**PROBLEM REQUIREMENTS**
Omit the pictures and output every entry below exactly as written.

--- START RECORDS SUPPLIED ---

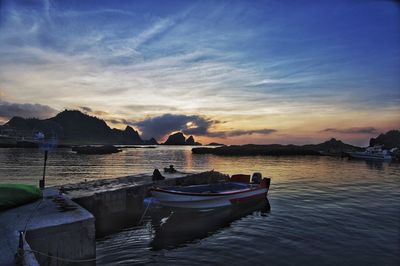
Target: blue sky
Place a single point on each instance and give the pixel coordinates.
(275, 71)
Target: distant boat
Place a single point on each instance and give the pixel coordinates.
(238, 190)
(106, 149)
(372, 153)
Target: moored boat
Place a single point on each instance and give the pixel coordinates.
(239, 189)
(372, 153)
(105, 149)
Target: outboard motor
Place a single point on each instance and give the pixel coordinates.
(256, 178)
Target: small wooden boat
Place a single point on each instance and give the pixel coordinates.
(105, 149)
(239, 189)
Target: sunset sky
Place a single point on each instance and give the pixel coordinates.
(234, 72)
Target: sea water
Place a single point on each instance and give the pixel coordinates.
(323, 210)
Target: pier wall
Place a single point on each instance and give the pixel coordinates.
(65, 244)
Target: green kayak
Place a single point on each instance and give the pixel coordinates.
(14, 195)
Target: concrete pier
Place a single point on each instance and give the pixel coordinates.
(61, 228)
(58, 232)
(118, 203)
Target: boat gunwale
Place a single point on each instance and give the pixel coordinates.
(248, 189)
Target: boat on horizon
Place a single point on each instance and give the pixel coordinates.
(239, 189)
(372, 153)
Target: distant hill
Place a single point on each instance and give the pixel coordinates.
(180, 139)
(79, 128)
(389, 140)
(331, 147)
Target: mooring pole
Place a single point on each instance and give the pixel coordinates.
(42, 182)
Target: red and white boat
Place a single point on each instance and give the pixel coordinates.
(239, 189)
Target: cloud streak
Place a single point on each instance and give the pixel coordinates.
(26, 110)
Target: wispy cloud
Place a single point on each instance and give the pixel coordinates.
(145, 59)
(353, 130)
(161, 126)
(26, 110)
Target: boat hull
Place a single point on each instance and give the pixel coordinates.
(208, 201)
(357, 155)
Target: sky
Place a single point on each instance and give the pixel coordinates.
(234, 72)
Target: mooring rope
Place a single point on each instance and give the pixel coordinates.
(144, 213)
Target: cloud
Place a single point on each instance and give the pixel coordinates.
(265, 131)
(86, 109)
(352, 130)
(27, 110)
(160, 126)
(89, 110)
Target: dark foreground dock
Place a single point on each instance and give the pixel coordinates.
(58, 232)
(122, 198)
(61, 228)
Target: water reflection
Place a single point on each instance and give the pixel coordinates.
(176, 228)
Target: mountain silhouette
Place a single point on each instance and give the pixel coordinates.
(79, 128)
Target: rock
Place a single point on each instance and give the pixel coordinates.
(190, 141)
(157, 175)
(176, 139)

--- END RECORDS SUPPLIED ---

**RESULT OF THIS TASK**
Target: blue sky
Place a single point on each instance and give the pixel coordinates.
(275, 71)
Target: distant boat
Place a single point on each instance and give the pixel coordinates.
(238, 190)
(106, 149)
(372, 153)
Target: moored boat
Place a single point on each instance and give the pixel coordinates.
(239, 189)
(372, 153)
(105, 149)
Target: outboard motor
Place a single point on each instance and give the pixel coordinates.
(256, 178)
Target: small wooden boat
Place a single point on each instance and give the pixel coordinates.
(105, 149)
(239, 189)
Target: sunset sky
Place a single point on each instance and give the pixel coordinates.
(234, 72)
Target: sea water
Place a single point on each instance and give the pixel coordinates.
(323, 210)
Target: pier wall
Place a single point on each instance and give the pixel coordinates.
(65, 244)
Target: green kayak
Place a single point on each instance and give the pixel coordinates.
(14, 195)
Target: concrete pier
Place a single point on each instance and give the pixel coordinates.
(61, 228)
(58, 232)
(118, 203)
Target: boat gunwale
Place a single point on each instance and give the pixel coordinates.
(248, 189)
Target: boat on horizon
Place a single point on each instance and give the pixel coordinates.
(239, 189)
(372, 153)
Target: distant hill
Place a single point on each instance and give the pixel coordinates.
(180, 139)
(79, 128)
(389, 140)
(331, 147)
Target: mooring pole
Place a single point on each instance and give the pixel coordinates.
(42, 182)
Target: red and white boat
Place a single point on each instance and give the pixel coordinates.
(239, 189)
Target: cloud streak
Place a single point on each instance and give the pixel coordinates.
(26, 110)
Target: wispy cloud
Place a single point on each instance and give the pixel coordinates.
(145, 59)
(353, 130)
(161, 126)
(26, 110)
Target: boat hull
Place a single point on each instance and give the pixel coordinates.
(208, 201)
(357, 155)
Target: sky
Place a single point on each instance and give the pixel coordinates.
(234, 72)
Target: mooring rope
Place a single point on each instance and give the pixel coordinates.
(144, 213)
Target: cloud
Place a single point on each instance and give the pixel coordinates.
(265, 131)
(86, 109)
(352, 130)
(27, 110)
(160, 126)
(89, 110)
Target: dark foreground dock
Place a single point on each instance and give the pixel coordinates.
(58, 232)
(122, 198)
(61, 228)
Target: water reflection
Place a single point on each instance and give the pixel coordinates.
(176, 228)
Target: mountain silhouette
Place a single point on each instance and give the pixel coordinates.
(79, 128)
Target: rock
Place a single point on each instance and give the pixel coordinates.
(190, 141)
(157, 175)
(176, 139)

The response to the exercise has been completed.